**Available records**
__________________________________________________

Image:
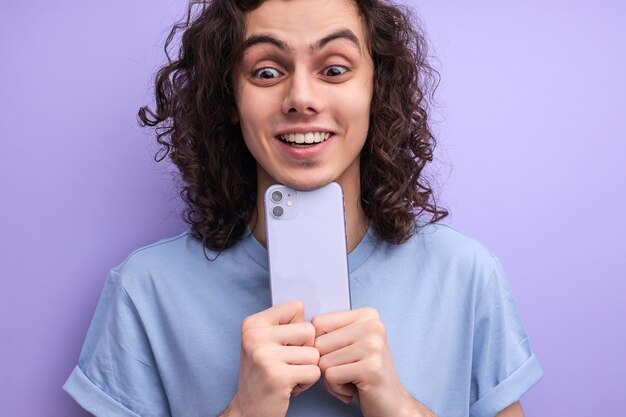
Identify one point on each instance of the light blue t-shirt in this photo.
(165, 337)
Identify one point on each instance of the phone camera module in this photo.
(278, 211)
(277, 196)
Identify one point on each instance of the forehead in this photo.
(303, 22)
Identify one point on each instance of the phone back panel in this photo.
(307, 248)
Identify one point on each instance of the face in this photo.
(303, 91)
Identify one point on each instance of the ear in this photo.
(234, 116)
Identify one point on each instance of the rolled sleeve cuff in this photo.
(92, 398)
(508, 391)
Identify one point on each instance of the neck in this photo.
(356, 220)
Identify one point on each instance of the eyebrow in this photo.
(283, 46)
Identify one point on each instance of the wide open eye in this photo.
(335, 70)
(266, 73)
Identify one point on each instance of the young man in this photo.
(303, 92)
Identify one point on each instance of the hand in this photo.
(278, 360)
(356, 361)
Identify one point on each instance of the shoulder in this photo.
(441, 253)
(444, 240)
(156, 265)
(165, 253)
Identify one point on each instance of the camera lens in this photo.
(278, 211)
(277, 196)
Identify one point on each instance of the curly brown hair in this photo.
(195, 104)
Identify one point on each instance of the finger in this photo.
(343, 392)
(340, 357)
(329, 322)
(293, 334)
(350, 373)
(296, 355)
(279, 314)
(370, 334)
(304, 376)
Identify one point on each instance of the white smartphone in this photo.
(307, 248)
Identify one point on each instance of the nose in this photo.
(302, 96)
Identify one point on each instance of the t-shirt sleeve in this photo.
(503, 366)
(117, 373)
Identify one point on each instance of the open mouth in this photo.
(304, 139)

__________________________________________________

**Prompt**
Please transcribe all of the entries exactly and omit any picture they hold.

**Response area**
Image:
Identify one point on each instance of the light blue t-shirt in this photo.
(165, 337)
Identify one point on each instance of the phone camera module in this photo.
(278, 211)
(277, 196)
Identify one point on each instance of the forehead in this photo.
(303, 22)
Identify one point on each instance of the phone back panel in this photo.
(307, 248)
Identify one point on each instance of the face in this photo.
(303, 91)
Identify one point on each instance of the ear in this photo.
(234, 116)
Identify one point on each instance of the rolled sleeve cuff in this photo.
(92, 398)
(508, 391)
Identify one point on each instance of the neck in this photo.
(356, 220)
Identify one point on each instance of the eyebrow in this photo.
(283, 46)
Identify one point on each instance of the wide open eye in this photo.
(335, 70)
(266, 73)
Identify one point on each instance of the young man in this photo.
(303, 92)
Identify one point on each instance of the hand in this photo.
(278, 360)
(356, 361)
Identify one point on each instance of the shoulder in this photo.
(441, 253)
(444, 240)
(156, 265)
(165, 253)
Identify one point on each instance of the camera lens in this photo.
(278, 211)
(277, 196)
Identify one point on each instance of the curly brown hair in this photo.
(195, 104)
Identify one point on each instance of the finger in this photo.
(343, 392)
(340, 357)
(329, 322)
(293, 334)
(350, 373)
(296, 355)
(279, 314)
(370, 334)
(304, 376)
Identify one point on each instance of the white smartphone in this photo.
(307, 248)
Identify one point on each instance of the nose in this photo.
(302, 96)
Identify one point on each instance of the t-shirt sleeve in this photo.
(503, 366)
(117, 373)
Identify one point on each instance of the open mouth in this photo.
(304, 139)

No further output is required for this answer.